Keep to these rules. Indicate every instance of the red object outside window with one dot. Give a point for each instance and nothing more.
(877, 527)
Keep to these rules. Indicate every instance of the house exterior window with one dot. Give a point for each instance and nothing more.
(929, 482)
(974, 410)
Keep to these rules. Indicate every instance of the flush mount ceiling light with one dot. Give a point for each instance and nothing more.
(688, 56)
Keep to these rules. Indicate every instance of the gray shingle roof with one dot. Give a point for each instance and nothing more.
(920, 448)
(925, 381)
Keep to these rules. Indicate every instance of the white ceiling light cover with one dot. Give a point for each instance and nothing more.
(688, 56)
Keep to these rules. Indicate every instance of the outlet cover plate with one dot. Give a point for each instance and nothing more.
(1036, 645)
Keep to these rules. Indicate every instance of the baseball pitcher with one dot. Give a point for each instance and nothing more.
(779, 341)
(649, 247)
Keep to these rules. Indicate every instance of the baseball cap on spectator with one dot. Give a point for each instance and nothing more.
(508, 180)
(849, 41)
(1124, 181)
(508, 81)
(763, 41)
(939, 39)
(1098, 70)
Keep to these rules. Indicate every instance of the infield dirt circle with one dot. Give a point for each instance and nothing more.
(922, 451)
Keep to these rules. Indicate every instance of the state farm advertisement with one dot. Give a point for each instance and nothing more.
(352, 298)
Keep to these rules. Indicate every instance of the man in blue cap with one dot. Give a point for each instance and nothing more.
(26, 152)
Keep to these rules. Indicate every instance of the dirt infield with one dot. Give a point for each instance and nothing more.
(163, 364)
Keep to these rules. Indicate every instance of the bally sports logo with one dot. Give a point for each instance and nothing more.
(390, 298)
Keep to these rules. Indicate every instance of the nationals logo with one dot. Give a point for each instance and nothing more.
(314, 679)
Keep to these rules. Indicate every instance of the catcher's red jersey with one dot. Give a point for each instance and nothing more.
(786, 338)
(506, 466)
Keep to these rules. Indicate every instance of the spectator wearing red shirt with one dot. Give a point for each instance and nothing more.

# The request
Please output the entire listing exactly as it stands.

# Exercise response
Keep to these rules. Indicate every instance of the red object outside window with one dot. Give a point for each instance and nothing more.
(877, 527)
Keep to these rules. Indicate every instance of the house exterior window with one dot. Give a point for each instance and nothing more.
(929, 482)
(974, 410)
Keep to these rules. Indicate every instance of the flush mount ceiling light with one dot. Give a point for each instance and nothing more.
(688, 56)
Keep to these rules. Indicate every instance of the gray shingle roof with one dot. Give a point for each instance and nothing more.
(920, 448)
(925, 381)
Keep to these rules. Indicate every instance of the white ceiling light cover with one dot. Give a point for each instance and nothing more.
(688, 56)
Keep to these rules. Indicate every instance of the outlet cover plate with one dot. Give a point for each instance and nothing more.
(1036, 645)
Keep to these rules. Indicate every instance of the baseball pitcher with one dot. Give a point for each instance and nothing more.
(779, 341)
(649, 247)
Keep to these rules. Indicate every instance of the baseball cap on spectator with one dot. Give a point for each instance and nothing more.
(508, 180)
(849, 41)
(1124, 181)
(508, 81)
(763, 41)
(939, 39)
(1098, 70)
Keep to these rules. Indicate every instance of the infield dirt circle with one dot. Give a point for each instance and nothing more.
(922, 451)
Keep to these rules. Indicate every instance of the state farm advertisement with one dot. Give a point for each instance and nothing more.
(352, 298)
Keep to these rules. Indicate every instance of the man in blue cap with one dot. Give a point for each instance and nothing more.
(26, 152)
Keep to these rules. Indicate every instance of the dirt infield with one dot. Give a point for each instance and nothing more.
(163, 364)
Keep to these rules. Indicate every instance of the bally sports logo with one dot. Give a point for each instance and nothing more.
(390, 298)
Keep to these rules. Indicate every instance of the nationals logo with one dot. Give a point for each instance and nothing more.
(314, 679)
Keep to these rules. Indicate every instance of the catcher's red jersey with one dot. Give a point for each instance and nothing more.
(786, 338)
(506, 466)
Keep to these rules. Indicate every instance of the spectator wearing red shirt with one dot. Give a point for each instance and nothing more.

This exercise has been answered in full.